- [WHAT YOU NEED TO DO]: Filter the data for "shirt" and copy matching lines.

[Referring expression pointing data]
####

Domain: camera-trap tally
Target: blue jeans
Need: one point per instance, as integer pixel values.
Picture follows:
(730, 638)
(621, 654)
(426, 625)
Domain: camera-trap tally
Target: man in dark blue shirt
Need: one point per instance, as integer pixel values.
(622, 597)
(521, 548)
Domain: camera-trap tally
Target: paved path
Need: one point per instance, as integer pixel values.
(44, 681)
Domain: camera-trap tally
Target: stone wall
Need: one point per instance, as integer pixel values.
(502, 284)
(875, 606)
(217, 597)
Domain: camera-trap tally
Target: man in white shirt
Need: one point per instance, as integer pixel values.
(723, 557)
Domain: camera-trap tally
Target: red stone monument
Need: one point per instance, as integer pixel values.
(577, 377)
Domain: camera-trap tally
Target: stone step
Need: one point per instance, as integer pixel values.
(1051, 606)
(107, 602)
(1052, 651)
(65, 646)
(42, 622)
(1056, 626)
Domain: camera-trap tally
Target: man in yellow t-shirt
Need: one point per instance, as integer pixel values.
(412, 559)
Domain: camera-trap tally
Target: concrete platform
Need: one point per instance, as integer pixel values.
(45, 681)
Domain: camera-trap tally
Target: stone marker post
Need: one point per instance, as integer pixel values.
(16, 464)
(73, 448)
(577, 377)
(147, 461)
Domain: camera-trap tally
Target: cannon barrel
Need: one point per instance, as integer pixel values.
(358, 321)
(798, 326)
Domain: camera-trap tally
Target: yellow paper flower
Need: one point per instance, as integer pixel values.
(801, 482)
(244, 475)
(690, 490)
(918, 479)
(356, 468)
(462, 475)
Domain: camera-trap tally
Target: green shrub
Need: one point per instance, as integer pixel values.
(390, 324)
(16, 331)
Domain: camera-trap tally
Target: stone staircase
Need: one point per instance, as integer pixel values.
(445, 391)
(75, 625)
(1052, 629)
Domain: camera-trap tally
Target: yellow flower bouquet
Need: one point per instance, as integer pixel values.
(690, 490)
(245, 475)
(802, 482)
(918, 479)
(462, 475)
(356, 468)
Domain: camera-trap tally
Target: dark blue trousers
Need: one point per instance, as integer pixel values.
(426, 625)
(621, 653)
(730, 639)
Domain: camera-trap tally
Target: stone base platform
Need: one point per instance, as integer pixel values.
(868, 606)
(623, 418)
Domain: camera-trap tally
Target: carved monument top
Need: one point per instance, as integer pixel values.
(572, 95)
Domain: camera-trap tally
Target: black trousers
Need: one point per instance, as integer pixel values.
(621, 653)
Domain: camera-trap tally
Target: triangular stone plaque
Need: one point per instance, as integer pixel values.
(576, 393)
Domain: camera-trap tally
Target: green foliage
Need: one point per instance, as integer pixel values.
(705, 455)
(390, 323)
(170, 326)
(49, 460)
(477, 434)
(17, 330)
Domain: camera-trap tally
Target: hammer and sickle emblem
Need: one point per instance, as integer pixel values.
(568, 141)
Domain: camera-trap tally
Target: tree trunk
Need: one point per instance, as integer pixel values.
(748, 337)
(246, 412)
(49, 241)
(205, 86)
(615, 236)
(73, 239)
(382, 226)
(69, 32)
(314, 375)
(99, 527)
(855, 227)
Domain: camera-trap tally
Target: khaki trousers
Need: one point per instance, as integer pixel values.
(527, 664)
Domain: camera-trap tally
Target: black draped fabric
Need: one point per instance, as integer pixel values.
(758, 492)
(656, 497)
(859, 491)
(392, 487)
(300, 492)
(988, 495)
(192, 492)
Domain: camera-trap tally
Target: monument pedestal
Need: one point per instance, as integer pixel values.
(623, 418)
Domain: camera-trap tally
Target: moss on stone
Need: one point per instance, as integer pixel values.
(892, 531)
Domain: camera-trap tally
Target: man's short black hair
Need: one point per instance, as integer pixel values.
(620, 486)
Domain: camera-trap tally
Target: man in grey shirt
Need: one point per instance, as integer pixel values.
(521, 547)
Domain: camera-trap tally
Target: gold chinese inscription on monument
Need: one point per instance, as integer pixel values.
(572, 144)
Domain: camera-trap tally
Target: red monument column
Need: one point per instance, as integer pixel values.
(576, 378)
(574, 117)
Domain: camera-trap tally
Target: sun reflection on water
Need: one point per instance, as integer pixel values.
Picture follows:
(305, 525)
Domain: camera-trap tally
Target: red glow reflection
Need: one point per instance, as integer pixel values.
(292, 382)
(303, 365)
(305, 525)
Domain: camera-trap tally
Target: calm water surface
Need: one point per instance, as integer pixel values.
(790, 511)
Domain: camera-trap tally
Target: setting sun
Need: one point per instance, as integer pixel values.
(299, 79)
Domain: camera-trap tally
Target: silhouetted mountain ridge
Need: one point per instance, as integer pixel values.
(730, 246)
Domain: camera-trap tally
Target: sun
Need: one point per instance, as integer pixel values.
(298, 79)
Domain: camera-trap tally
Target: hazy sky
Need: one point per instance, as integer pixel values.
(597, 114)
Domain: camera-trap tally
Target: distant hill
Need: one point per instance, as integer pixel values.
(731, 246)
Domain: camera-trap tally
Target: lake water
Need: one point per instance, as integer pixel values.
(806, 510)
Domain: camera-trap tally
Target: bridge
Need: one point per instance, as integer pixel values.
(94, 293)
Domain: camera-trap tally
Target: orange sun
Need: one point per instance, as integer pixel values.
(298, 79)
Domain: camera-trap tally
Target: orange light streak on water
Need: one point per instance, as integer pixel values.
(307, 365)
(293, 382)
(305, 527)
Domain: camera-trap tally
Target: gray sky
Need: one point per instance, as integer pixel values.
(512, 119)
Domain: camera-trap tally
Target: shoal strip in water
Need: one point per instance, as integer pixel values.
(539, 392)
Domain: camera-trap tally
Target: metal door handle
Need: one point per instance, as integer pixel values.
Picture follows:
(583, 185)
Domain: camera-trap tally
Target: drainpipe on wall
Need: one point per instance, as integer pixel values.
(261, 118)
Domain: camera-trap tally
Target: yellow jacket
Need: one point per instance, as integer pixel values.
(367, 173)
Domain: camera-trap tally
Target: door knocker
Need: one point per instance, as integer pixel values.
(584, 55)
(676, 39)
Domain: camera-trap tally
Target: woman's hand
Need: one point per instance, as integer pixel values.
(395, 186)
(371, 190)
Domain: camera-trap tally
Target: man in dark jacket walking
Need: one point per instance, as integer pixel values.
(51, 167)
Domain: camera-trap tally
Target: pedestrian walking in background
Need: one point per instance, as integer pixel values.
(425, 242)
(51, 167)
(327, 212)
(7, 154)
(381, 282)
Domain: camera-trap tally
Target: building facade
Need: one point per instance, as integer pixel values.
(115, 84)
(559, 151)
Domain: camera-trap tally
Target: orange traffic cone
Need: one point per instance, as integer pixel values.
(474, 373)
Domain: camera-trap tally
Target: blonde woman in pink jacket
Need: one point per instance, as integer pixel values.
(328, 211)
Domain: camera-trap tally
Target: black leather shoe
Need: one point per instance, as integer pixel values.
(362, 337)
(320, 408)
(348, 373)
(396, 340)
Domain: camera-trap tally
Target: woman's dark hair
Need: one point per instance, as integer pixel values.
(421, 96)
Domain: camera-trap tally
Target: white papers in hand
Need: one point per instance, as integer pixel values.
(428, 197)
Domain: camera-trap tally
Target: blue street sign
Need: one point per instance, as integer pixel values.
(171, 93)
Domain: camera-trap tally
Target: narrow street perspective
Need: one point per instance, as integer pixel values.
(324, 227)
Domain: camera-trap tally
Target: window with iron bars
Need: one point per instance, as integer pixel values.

####

- [REPLY TO THE TASK]:
Target: man in dark blue shirt
Target: man in white shirt
Target: man in yellow t-shirt
Target: man in grey shirt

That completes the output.